-- START OF Provided information --

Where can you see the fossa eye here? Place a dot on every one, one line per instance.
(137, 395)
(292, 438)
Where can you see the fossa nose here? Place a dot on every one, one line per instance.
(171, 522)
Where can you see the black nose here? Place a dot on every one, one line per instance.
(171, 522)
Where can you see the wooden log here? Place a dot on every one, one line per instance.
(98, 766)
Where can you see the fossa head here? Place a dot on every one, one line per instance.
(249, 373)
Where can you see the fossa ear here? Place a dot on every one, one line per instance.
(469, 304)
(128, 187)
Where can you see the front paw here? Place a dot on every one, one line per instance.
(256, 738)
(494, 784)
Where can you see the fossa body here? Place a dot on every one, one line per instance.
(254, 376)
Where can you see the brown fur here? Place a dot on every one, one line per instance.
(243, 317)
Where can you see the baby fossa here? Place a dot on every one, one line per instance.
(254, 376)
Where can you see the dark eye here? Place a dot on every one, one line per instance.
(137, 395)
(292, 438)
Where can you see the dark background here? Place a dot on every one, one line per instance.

-- END OF Provided information --
-- START OF Provided information --

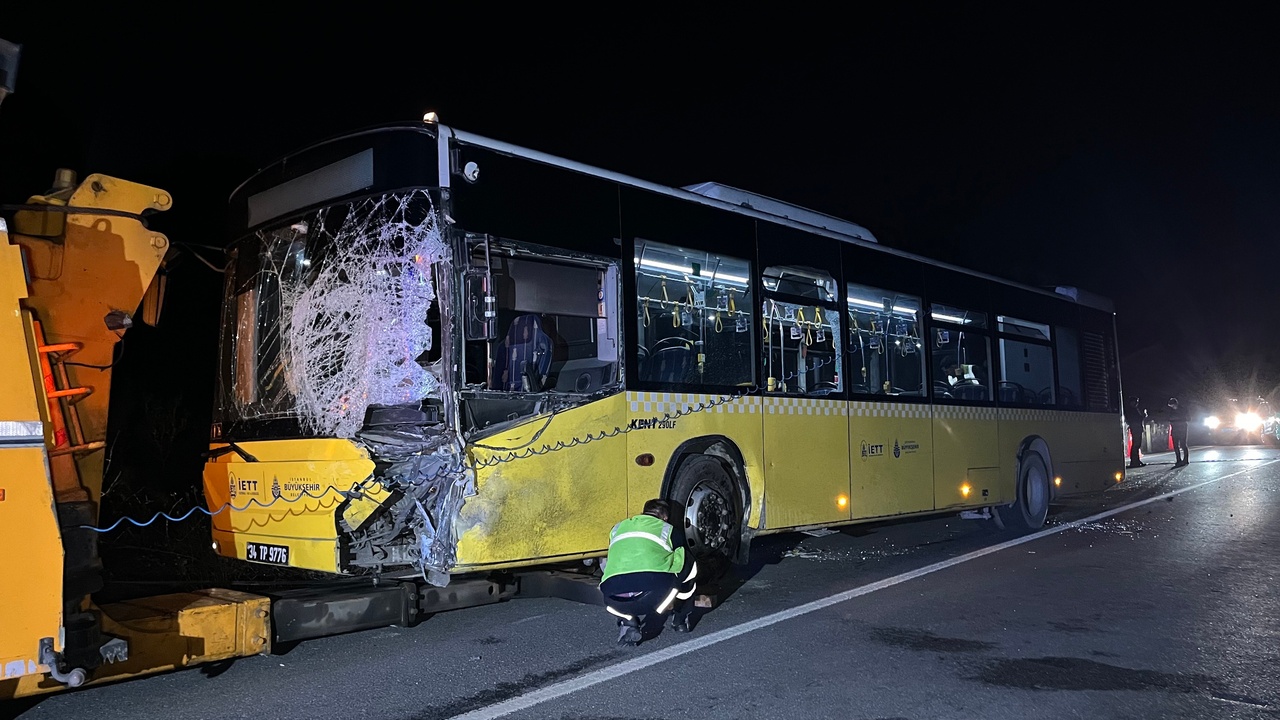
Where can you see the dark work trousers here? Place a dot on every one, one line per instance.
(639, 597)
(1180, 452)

-- END OF Provided information --

**Goal:** Which lines in the listing above contain the string "dark", with uppercase and lowercase treated as different? Locate each one and copy it out.

**Expected output:**
Where can you see the dark eye here? Place a dot on every one, one line per instance.
Where can you see the dark background here? Place a dot on every one, one line per instance.
Where can you see the dark work trousers here? Place a dot on every one, one line per instance.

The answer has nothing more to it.